= BESCHIKBARE GEGEVENS =

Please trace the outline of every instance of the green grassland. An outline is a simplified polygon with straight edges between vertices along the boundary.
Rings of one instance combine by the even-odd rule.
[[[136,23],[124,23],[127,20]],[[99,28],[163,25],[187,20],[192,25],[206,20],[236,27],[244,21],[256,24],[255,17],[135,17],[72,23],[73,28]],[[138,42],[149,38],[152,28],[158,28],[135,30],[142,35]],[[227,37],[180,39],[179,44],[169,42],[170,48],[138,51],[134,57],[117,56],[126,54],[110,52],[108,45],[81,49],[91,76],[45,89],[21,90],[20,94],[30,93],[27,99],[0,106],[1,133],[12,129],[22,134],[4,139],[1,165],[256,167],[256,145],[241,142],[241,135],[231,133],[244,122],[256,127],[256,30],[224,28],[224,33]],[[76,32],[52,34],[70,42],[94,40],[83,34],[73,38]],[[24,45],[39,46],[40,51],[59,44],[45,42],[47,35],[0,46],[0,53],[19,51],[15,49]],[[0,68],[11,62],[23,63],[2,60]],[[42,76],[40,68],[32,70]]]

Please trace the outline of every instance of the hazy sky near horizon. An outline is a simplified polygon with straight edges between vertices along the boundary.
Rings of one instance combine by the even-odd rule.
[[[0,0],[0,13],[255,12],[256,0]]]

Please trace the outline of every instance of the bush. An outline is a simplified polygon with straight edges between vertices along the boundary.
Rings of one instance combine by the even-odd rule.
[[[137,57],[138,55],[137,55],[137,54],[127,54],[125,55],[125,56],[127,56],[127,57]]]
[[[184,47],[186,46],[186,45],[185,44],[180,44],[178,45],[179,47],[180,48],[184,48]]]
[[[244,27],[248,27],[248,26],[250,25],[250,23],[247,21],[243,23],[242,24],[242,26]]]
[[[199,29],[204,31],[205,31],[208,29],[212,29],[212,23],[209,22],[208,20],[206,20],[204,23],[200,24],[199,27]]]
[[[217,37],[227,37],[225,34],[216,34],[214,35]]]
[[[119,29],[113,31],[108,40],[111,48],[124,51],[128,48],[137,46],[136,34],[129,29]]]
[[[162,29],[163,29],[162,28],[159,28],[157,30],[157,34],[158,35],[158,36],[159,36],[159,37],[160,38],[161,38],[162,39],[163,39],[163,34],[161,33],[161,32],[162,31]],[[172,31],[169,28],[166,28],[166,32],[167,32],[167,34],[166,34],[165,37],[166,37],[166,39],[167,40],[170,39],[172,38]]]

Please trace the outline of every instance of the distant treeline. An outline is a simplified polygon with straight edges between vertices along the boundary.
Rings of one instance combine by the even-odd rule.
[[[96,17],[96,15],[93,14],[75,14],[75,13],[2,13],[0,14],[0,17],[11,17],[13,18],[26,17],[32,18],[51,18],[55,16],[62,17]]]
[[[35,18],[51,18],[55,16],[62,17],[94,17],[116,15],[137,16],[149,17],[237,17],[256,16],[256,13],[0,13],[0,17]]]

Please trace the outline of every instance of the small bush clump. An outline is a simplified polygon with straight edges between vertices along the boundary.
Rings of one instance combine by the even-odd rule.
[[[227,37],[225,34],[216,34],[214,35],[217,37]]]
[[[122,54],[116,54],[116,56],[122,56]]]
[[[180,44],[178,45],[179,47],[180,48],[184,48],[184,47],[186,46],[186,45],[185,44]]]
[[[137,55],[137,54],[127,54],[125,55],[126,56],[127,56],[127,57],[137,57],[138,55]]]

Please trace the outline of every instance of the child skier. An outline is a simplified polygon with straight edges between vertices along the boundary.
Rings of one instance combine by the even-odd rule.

= JOUW OPDRACHT =
Bewerk graag het materiaal hierboven: vervang overal "instance" door "region" en geef alle regels verder ongewijzigd terug.

= RESULTAAT =
Please trace the outline of every region of the green grassland. An outline is a simplified polygon with straight edges between vertices along the boundary.
Rings of one region combine by the even-odd rule.
[[[136,23],[124,23],[127,20]],[[99,28],[163,25],[187,20],[192,25],[206,20],[236,27],[244,21],[256,24],[255,17],[135,17],[72,23],[73,28]],[[138,42],[149,38],[152,28],[158,28],[135,30],[142,35]],[[227,37],[180,39],[179,44],[169,42],[170,48],[138,51],[134,57],[117,56],[126,54],[110,52],[108,45],[81,49],[91,76],[45,89],[21,90],[20,94],[30,93],[27,99],[0,106],[1,133],[12,129],[22,134],[4,139],[1,165],[256,167],[256,145],[241,142],[241,135],[231,133],[244,122],[256,127],[256,30],[224,28],[224,33]],[[76,32],[52,34],[70,42],[94,40],[83,34],[73,38]],[[24,45],[39,46],[40,51],[59,44],[45,42],[47,35],[0,46],[0,53],[19,51],[15,49]],[[0,68],[11,62],[23,63],[2,60]],[[42,76],[40,68],[32,70]]]

Please trace the outline of every region of the hazy sky near horizon. An outline is a simplified polygon with straight edges between vertices along the boundary.
Rings of one region combine by the even-odd rule.
[[[0,0],[0,13],[255,12],[256,0]]]

Please trace the outline of every region of the bush. An outline is a simplified polygon with straight edges between vertices along the boundary.
Rings of one region combine by the even-odd rule.
[[[137,57],[138,55],[137,55],[137,54],[127,54],[125,55],[125,56],[127,56],[127,57]]]
[[[184,47],[186,46],[186,45],[185,44],[180,44],[178,45],[179,47],[180,48],[184,48]]]
[[[244,27],[248,27],[248,26],[250,25],[250,23],[247,21],[243,23],[242,24],[242,26]]]
[[[199,29],[204,31],[205,31],[208,29],[212,29],[212,23],[209,22],[208,20],[206,20],[204,23],[200,24],[199,27]]]
[[[217,37],[227,37],[225,34],[216,34],[214,35]]]
[[[119,29],[113,31],[108,40],[111,48],[124,51],[128,48],[137,46],[136,34],[129,29]]]
[[[162,29],[163,29],[162,28],[159,28],[157,30],[157,34],[158,35],[158,36],[159,36],[159,37],[160,38],[161,38],[162,39],[163,39],[163,34],[161,33],[161,32],[162,31]],[[172,31],[169,28],[166,28],[166,32],[167,32],[167,34],[166,34],[165,37],[166,37],[166,39],[167,40],[170,39],[172,38]]]

Please trace the outline of every region of the distant treeline. An outline is a simplified polygon with straight edges between vertices along the boundary.
Rings of one region combine by the even-odd rule.
[[[96,17],[96,15],[93,14],[75,14],[75,13],[2,13],[0,14],[0,17],[11,17],[13,18],[26,17],[32,18],[51,18],[55,16],[62,17]]]
[[[35,18],[51,18],[55,16],[62,17],[94,17],[116,15],[137,16],[149,17],[237,17],[256,16],[256,13],[0,13],[0,17]]]

Please trace the outline of every region of the small bush clump. An outline is a simplified polygon with straight edges between vertices along the boundary.
Rings of one region combine by the even-odd rule.
[[[227,37],[225,34],[216,34],[214,35],[217,37]]]
[[[122,54],[116,54],[116,56],[122,56]]]
[[[180,44],[178,45],[179,47],[180,48],[184,48],[184,47],[186,46],[186,45],[185,44]]]
[[[137,55],[137,54],[127,54],[125,55],[126,56],[127,56],[127,57],[137,57],[138,55]]]

Please trace the outline of every region of the child skier. An outline is a simplified polygon with straight edges between vertices along the boundary.
Rings of one region combine by the even-odd rule.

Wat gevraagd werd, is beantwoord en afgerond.